* PASSAGE GIVEN:

Today I was locked out of the house. Keys inside. Two house-mates on the road. One busing tables at a floating restaurant down on the river. But what a day to be locked out! Eighty-five degrees. Everything blooming. First hot day of the new spring. And I was prepared—just back from a long bus-ride to town that had acquired me four cans of Dr. Pepper—my favorite—and one slightly used paperback copy of James Michener’s Centennial, his Colorado book.
I grew up in Southern California but I spent every summer of my kid-life with my grandparents in Colorado. Theirs was the Colorado Michener writes about in Centennial; cattle land, Indian land, a good place.
My grandparents lived in a well-kept farm house on the outskirts of a town called La Veta, which is in Huerfano County at the foot of the Spanish Peaks and the Sangre de Cristo Mountains on the northern edge of the Cuchara River Valley. The town covers approximately 1.2 square miles and, as of 2007, it had an estimated population of 856 people, which is small even for small towns.

* RAW DATA:
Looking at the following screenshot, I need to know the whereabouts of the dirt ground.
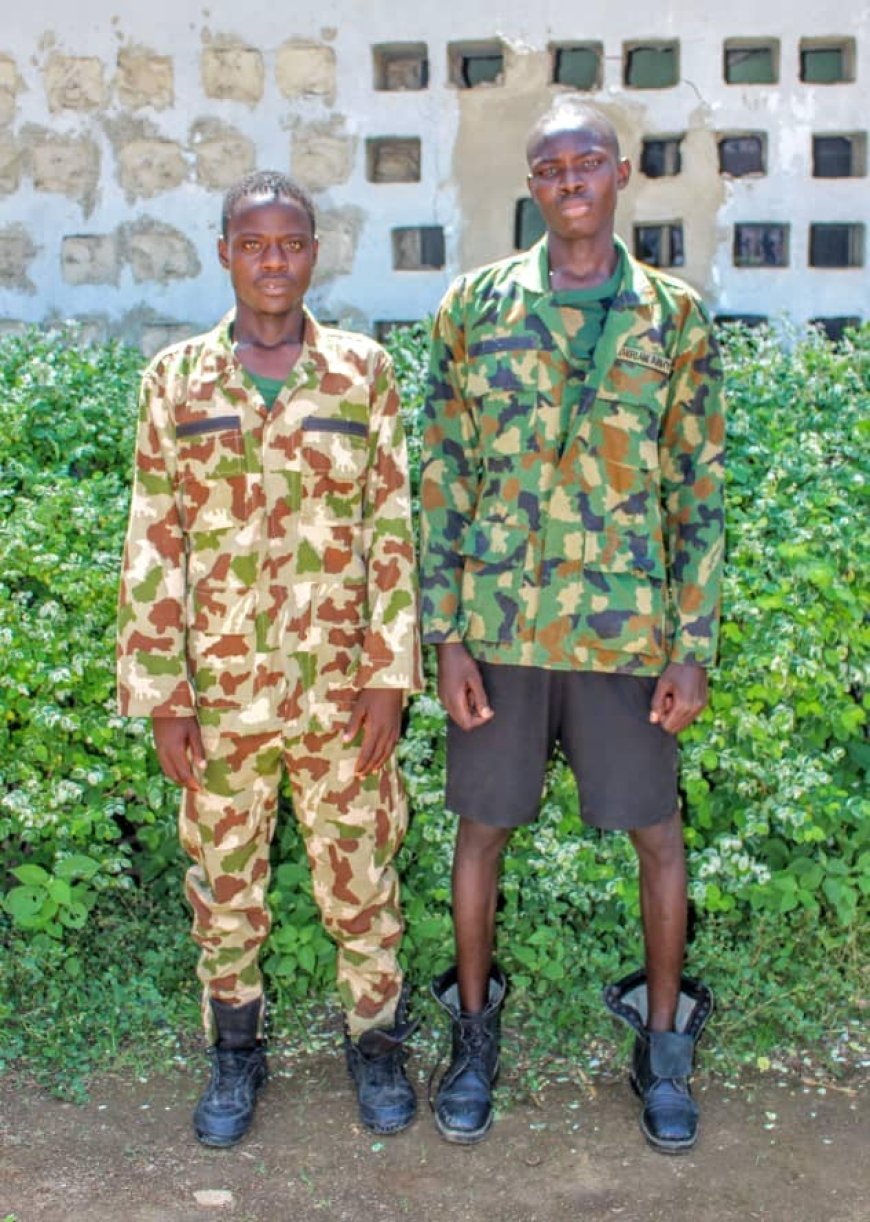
[0,1053,870,1222]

* PROBLEMS TO WORK ON:
a - Output the stretch of the passage from "I grew up in" through "for small towns.", copied word for word.
b - List every place name in the paragraph of the passage that begins "My grandparents lived in a well-kept farm house."

* ANSWERS IN ORDER:
a -
I grew up in Southern California but I spent every summer of my kid-life with my grandparents in Colorado. Theirs was the Colorado Michener writes about in Centennial; cattle land, Indian land, a good place.
My grandparents lived in a well-kept farm house on the outskirts of a town called La Veta, which is in Huerfano County at the foot of the Spanish Peaks and the Sangre de Cristo Mountains on the northern edge of the Cuchara River Valley. The town covers approximately 1.2 square miles and, as of 2007, it had an estimated population of 856 people, which is small even for small towns.

b -
La Veta
Huerfano County
Spanish Peaks
Sangre de Cristo Mountains
Cuchara River Valley